◆ Dataset entries

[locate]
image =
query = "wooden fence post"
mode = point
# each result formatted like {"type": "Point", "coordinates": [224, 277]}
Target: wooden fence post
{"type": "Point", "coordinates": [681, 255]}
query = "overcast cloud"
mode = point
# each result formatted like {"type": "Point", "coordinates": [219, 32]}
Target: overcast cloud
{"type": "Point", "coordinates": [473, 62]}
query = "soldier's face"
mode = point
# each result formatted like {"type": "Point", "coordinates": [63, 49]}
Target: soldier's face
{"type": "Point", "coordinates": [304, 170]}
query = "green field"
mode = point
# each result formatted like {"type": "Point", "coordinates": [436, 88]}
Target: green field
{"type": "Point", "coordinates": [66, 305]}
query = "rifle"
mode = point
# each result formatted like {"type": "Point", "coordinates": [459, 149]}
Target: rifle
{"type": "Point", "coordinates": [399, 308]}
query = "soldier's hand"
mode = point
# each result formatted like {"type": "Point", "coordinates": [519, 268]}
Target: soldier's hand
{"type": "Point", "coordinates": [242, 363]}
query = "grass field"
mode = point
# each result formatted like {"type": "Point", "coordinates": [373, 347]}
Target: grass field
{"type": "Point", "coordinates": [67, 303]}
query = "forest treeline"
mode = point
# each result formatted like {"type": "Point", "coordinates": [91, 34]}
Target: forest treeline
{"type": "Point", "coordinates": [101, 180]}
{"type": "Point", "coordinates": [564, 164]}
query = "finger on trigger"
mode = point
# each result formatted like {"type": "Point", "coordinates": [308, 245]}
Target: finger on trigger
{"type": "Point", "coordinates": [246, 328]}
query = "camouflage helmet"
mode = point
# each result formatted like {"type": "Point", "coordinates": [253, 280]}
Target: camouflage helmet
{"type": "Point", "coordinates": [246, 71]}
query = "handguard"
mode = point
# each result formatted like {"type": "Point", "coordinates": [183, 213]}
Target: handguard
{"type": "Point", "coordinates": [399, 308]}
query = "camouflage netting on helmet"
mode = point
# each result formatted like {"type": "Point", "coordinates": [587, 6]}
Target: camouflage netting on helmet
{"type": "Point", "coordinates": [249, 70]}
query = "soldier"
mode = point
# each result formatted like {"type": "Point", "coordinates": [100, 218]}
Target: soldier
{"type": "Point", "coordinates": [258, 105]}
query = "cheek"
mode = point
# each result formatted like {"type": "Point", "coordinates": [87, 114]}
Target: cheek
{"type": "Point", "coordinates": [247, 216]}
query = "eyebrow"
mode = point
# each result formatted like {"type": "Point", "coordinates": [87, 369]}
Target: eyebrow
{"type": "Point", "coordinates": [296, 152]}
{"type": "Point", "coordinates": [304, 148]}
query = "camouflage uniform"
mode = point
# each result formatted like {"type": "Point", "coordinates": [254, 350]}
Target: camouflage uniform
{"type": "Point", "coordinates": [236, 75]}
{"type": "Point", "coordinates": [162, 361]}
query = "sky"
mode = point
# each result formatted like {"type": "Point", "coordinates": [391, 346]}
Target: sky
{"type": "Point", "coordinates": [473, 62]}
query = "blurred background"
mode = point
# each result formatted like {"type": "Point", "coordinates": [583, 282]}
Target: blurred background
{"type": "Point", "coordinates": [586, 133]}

◆ Task to complete
The complete material should be output once more, word for word.

◆ Task result
[locate]
image =
query = "wooden fence post"
mode = point
# each result formatted like {"type": "Point", "coordinates": [224, 277]}
Target: wooden fence post
{"type": "Point", "coordinates": [681, 255]}
query = "overcast cloud"
mode = point
# each result formatted like {"type": "Point", "coordinates": [219, 32]}
Target: overcast cloud
{"type": "Point", "coordinates": [473, 62]}
query = "soldier's face"
mode = point
# each result formatted like {"type": "Point", "coordinates": [63, 49]}
Target: soldier's face
{"type": "Point", "coordinates": [304, 170]}
query = "green field"
mode = point
# each result formatted like {"type": "Point", "coordinates": [436, 88]}
Target: green field
{"type": "Point", "coordinates": [66, 305]}
query = "rifle"
mode = point
# each result formatted like {"type": "Point", "coordinates": [459, 149]}
Target: rifle
{"type": "Point", "coordinates": [399, 308]}
query = "soldier's hand"
mode = point
# each result formatted like {"type": "Point", "coordinates": [519, 268]}
Target: soldier's hand
{"type": "Point", "coordinates": [242, 363]}
query = "grass field"
mode = point
# each result formatted like {"type": "Point", "coordinates": [373, 347]}
Target: grass field
{"type": "Point", "coordinates": [67, 303]}
query = "forest treeline"
mode = point
# each result formatted like {"type": "Point", "coordinates": [91, 34]}
Target: forest treeline
{"type": "Point", "coordinates": [101, 180]}
{"type": "Point", "coordinates": [564, 164]}
query = "finger on trigger"
mode = point
# each result formatted like {"type": "Point", "coordinates": [308, 245]}
Target: finger on trigger
{"type": "Point", "coordinates": [246, 328]}
query = "camouflage helmet"
mode = point
# each result formatted like {"type": "Point", "coordinates": [253, 280]}
Target: camouflage helmet
{"type": "Point", "coordinates": [246, 71]}
query = "handguard"
mode = point
# each result formatted like {"type": "Point", "coordinates": [183, 213]}
Target: handguard
{"type": "Point", "coordinates": [399, 308]}
query = "camouflage netting on helmet"
mode = point
# each result formatted like {"type": "Point", "coordinates": [587, 6]}
Target: camouflage netting on helmet
{"type": "Point", "coordinates": [249, 70]}
query = "soldier"
mode = point
# each result formatted like {"type": "Point", "coordinates": [100, 218]}
Target: soldier
{"type": "Point", "coordinates": [258, 105]}
query = "cheek"
mode = point
# each result formatted like {"type": "Point", "coordinates": [87, 114]}
Target: cheek
{"type": "Point", "coordinates": [247, 216]}
query = "eyebrow"
mode = point
# each result formatted like {"type": "Point", "coordinates": [87, 369]}
Target: eyebrow
{"type": "Point", "coordinates": [296, 152]}
{"type": "Point", "coordinates": [304, 148]}
query = "camouflage uniform"
mode = point
# each result formatted like {"type": "Point", "coordinates": [254, 350]}
Target: camouflage uniform
{"type": "Point", "coordinates": [236, 75]}
{"type": "Point", "coordinates": [162, 361]}
query = "sky"
mode = point
# each result formatted like {"type": "Point", "coordinates": [391, 346]}
Target: sky
{"type": "Point", "coordinates": [473, 62]}
query = "blurred background"
mode = point
# each result formatted like {"type": "Point", "coordinates": [583, 282]}
Target: blurred background
{"type": "Point", "coordinates": [586, 133]}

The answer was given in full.